Text block:
Good luck with the melter.....Bernie Foley


----------



## goldsilverpro

I have used Variacs all my working life. They are very handy for controlling heaters, stirrer speeds, etc.


----------



## Bernie Foley

Noxx&friends,
I have some good bulliten 700 relays that are 4 contacts and can be changed to no or nc.
send me a pm as i have quite a bit of stuff in that line...Trading is good...I need glass,melting dishes,erylmeyers...I'm short as hell on variacs...I can tell you who has them on ebay at good prices....I have a cnc minimill and can make simple stuff not harley
cyclinder heads.can make bullion moldsEtc...good luck Bernie


----------



## Refiner232121

Hi Everyone
I have been wanting to build an induction heater for a while.
I dont know if this is an induction heater.
If it is I would be intrested in making one


Also Gsp you said this and it would be nice if you could tell us more about that
Thanks



> I have used Variacs all my working life. They are so so handy for controlling heaters, stirrer speeds, etc.


----------



## goldsilverpro

Here's a bunch of them on Ebay
http://shop.ebay.com/items/?_nkw=variac&_armrs=1&_from=&_ipg=

The simpler ones I used looked more like this one except they were usually 15-20 amps. You simply plug the 110V, AC device you want to control, into the Variac. A 15A Variac will handle most any 110V device, since the devices are most always a max of 1500 watts, or 13 amps.The Variacs are available in a myriad of sizes and, I'm sure, voltages. Some types of motors can't be controlled in this manner, but stirrers can. They are also great for heaters, hotplates, 110V furnaces, and immersion heaters. They would probably work on power supplies, but I've never tried it. The Variac will often provide much better control on these things than the controls that came with them and you can adjust them to a gnat's a**. I usually plugged in the Variac, turned the pot on the Variac to zero, turned the control on the device to max, plugged the device into the Variac, and zeroed in on the adjustments required, using the Variac pot.

Record excerpts:
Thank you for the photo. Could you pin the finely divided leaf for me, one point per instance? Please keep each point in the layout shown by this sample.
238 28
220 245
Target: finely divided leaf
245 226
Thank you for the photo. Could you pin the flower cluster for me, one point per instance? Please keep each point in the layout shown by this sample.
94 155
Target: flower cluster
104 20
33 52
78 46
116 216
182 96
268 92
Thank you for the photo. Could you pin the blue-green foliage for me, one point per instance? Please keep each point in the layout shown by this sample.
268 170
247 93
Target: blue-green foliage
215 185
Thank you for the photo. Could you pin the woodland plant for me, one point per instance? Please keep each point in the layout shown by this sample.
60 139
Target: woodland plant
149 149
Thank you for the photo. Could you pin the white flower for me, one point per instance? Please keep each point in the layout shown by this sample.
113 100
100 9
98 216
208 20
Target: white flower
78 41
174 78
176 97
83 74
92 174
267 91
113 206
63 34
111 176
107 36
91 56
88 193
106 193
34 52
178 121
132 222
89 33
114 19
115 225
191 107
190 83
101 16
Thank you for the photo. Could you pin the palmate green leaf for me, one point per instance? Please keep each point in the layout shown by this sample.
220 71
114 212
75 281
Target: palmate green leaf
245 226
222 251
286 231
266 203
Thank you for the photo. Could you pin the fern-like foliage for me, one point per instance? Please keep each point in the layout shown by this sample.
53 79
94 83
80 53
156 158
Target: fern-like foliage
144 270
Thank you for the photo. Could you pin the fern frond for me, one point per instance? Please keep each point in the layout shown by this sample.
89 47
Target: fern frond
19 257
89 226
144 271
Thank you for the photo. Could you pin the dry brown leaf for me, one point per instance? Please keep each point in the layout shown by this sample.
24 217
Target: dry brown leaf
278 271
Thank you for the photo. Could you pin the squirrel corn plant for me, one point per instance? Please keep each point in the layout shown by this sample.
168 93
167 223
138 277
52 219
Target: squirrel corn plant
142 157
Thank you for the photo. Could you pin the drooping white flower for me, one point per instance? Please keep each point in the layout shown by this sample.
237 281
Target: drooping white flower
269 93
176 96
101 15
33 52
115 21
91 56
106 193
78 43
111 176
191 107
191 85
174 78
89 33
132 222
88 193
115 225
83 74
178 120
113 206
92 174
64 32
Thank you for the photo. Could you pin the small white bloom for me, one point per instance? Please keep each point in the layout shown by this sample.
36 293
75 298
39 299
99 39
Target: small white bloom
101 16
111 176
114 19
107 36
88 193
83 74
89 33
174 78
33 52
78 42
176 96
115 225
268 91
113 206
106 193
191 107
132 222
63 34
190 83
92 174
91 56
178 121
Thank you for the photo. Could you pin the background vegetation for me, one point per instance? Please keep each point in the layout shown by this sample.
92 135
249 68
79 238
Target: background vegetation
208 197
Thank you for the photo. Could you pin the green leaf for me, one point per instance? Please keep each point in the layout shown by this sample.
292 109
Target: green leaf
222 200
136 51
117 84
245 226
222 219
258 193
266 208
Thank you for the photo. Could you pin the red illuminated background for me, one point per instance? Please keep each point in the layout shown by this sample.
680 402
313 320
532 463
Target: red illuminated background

Your objective:
Reproduce the thread about Variacs word for word, from start to finish. The lines are separate material and have no connection to the thread about Variacs.

Complete answer:
Good luck with the melter.....Bernie Foley


----------



## goldsilverpro

I have used Variacs all my working life. They are very handy for controlling heaters, stirrer speeds, etc.


----------



## Bernie Foley

Noxx&friends,
I have some good bulliten 700 relays that are 4 contacts and can be changed to no or nc.
send me a pm as i have quite a bit of stuff in that line...Trading is good...I need glass,melting dishes,erylmeyers...I'm short as hell on variacs...I can tell you who has them on ebay at good prices....I have a cnc minimill and can make simple stuff not harley
cyclinder heads.can make bullion moldsEtc...good luck Bernie


----------



## Refiner232121

Hi Everyone
I have been wanting to build an induction heater for a while.
I dont know if this is an induction heater.
If it is I would be intrested in making one


Also Gsp you said this and it would be nice if you could tell us more about that
Thanks



> I have used Variacs all my working life. They are so so handy for controlling heaters, stirrer speeds, etc.


----------



## goldsilverpro

Here's a bunch of them on Ebay
http://shop.ebay.com/items/?_nkw=variac&_armrs=1&_from=&_ipg=

The simpler ones I used looked more like this one except they were usually 15-20 amps. You simply plug the 110V, AC device you want to control, into the Variac. A 15A Variac will handle most any 110V device, since the devices are most always a max of 1500 watts, or 13 amps.The Variacs are available in a myriad of sizes and, I'm sure, voltages. Some types of motors can't be controlled in this manner, but stirrers can. They are also great for heaters, hotplates, 110V furnaces, and immersion heaters. They would probably work on power supplies, but I've never tried it. The Variac will often provide much better control on these things than the controls that came with them and you can adjust them to a gnat's a**. I usually plugged in the Variac, turned the pot on the Variac to zero, turned the control on the device to max, plugged the device into the Variac, and zeroed in on the adjustments required, using the Variac pot.